## BEGIN Page excerpt

I hear the worldly and cynical rail at the blindness of "young love," and I can see the truth in what they say; but also I can see the deeper truth in the magic dreams of the young soul. Here is a youth who adores a girl, and you know the girl, and it is comical to you, because you know she is not any of the things the youth imagines. But who are you that claim to know the last thing about a human soul? Look into your own, and see how many different things you are! Look back, if you can, to the time when you were young, and remember the visions and the hopes. They have lost all reality to you now; but who can say how many of them you might have made real if there had been one other person who believed in them, and loved them, and would not give them up?

I write this; and then I think of the other side-the fools that I have known in love! The trusting women, marrying rotten men to reform them! The pitiful people who think that fine phrases and sentimentality can take the place of

facts! I implore my young couples to sit down and face the realities of their own natures, to decide what they are, and what they want to be-and if there is going to be any change, let it be made and tried out before marriage! I implore them to begin now to control their desires by their reason and judgment; to begin, each of them at the very outset, to carry their share of the burdens and do their share of the hard work. I implore them to value independence and self-reliance in the other, and never above all things to marry from pity, which is a worthy emotion in its place, but has nothing to do with sex, which should be an affair between equals, a matter of partnership and not of parasitism. I think that, on the whole, the most dreadful thing in love is the use of it for preying, for the securing of favors and advantages of any sort, whether by men or by women.

## END Page excerpt

**Set exercise a**.
Output, character for character, the part of the records that opens with the line containing "Note: for this drill we locate the wire" and runs through the end of the records.
The records that follow this passage on love and marriage have no connection to it.

## BEGIN Dataset records

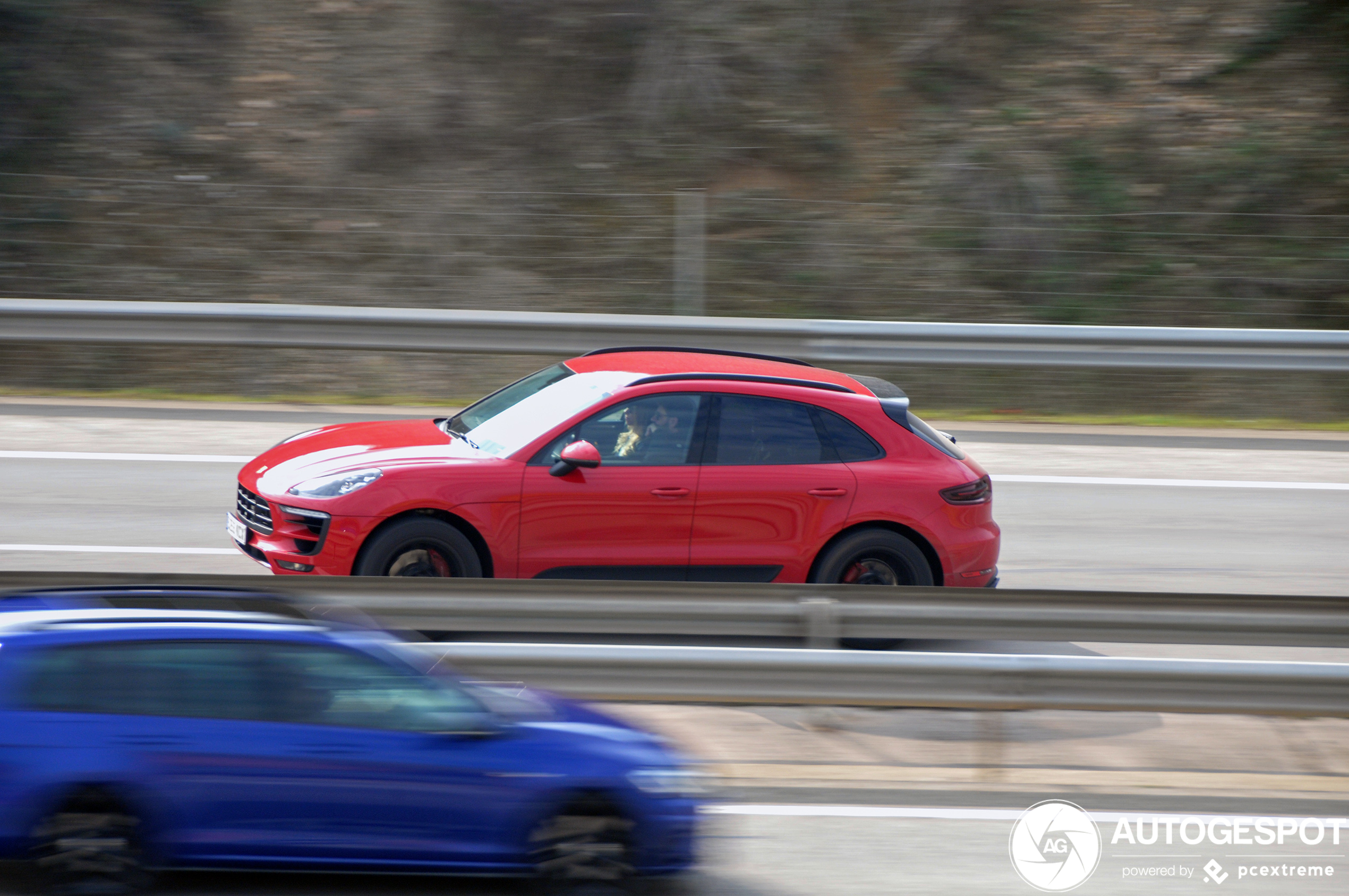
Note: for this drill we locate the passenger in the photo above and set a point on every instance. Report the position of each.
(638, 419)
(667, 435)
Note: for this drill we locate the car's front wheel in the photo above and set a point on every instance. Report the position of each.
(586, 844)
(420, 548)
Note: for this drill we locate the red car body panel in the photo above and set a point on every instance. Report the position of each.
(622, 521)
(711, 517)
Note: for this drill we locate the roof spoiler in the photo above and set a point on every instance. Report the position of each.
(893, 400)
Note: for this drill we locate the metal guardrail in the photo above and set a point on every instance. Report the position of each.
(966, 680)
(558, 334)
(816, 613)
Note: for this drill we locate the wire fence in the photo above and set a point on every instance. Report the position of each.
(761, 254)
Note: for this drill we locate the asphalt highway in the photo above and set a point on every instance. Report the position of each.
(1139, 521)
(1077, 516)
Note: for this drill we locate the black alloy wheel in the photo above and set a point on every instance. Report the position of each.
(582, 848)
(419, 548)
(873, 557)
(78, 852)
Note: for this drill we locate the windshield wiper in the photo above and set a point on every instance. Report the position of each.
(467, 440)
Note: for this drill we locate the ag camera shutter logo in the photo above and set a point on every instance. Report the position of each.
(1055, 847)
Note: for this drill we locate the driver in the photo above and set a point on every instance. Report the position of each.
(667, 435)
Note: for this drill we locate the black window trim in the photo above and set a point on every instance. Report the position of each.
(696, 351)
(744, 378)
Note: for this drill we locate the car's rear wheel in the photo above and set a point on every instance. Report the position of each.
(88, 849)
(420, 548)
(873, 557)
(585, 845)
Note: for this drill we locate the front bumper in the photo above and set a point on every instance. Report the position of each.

## END Dataset records

**Set exercise b**.
In the passage on love and marriage, rewrite the part that opens with the words containing "I hear the worldly" and closes with "give them up?", changing "girl" to "maiden" everywhere it occurs.

**Right answer a**.
Note: for this drill we locate the wire fence in the photo above and set a point on every instance. Report the position of each.
(761, 254)
Note: for this drill we locate the asphalt highway in the photo above and set a point on every instance. Report the position of each.
(1139, 521)
(1077, 516)
Note: for this drill we locate the black alloy wheel in the photo above and set a point on every instance. Report the position of each.
(582, 848)
(419, 548)
(873, 557)
(78, 852)
Note: for this drill we locate the windshield wiper in the photo above and set a point on every instance. Report the position of each.
(467, 440)
Note: for this drill we locate the ag camera shutter logo in the photo above and set a point on every instance. Report the position of each.
(1055, 847)
Note: for this drill we locate the driver in the photo above and set a point on every instance. Report the position of each.
(667, 435)
Note: for this drill we locate the black window trim in the photo above and set a point on every instance. Report the position of each.
(696, 351)
(744, 378)
Note: for this drill we locate the car's rear wheel in the photo above and set a point on every instance. Report the position of each.
(88, 849)
(420, 548)
(873, 557)
(585, 845)
Note: for this drill we locate the front bumper in the photo above and set a point on every instance. Report the position of each.

**Right answer b**.
I hear the worldly and cynical rail at the blindness of "young love," and I can see the truth in what they say; but also I can see the deeper truth in the magic dreams of the young soul. Here is a youth who adores a maiden, and you know the maiden, and it is comical to you, because you know she is not any of the things the youth imagines. But who are you that claim to know the last thing about a human soul? Look into your own, and see how many different things you are! Look back, if you can, to the time when you were young, and remember the visions and the hopes. They have lost all reality to you now; but who can say how many of them you might have made real if there had been one other person who believed in them, and loved them, and would not give them up?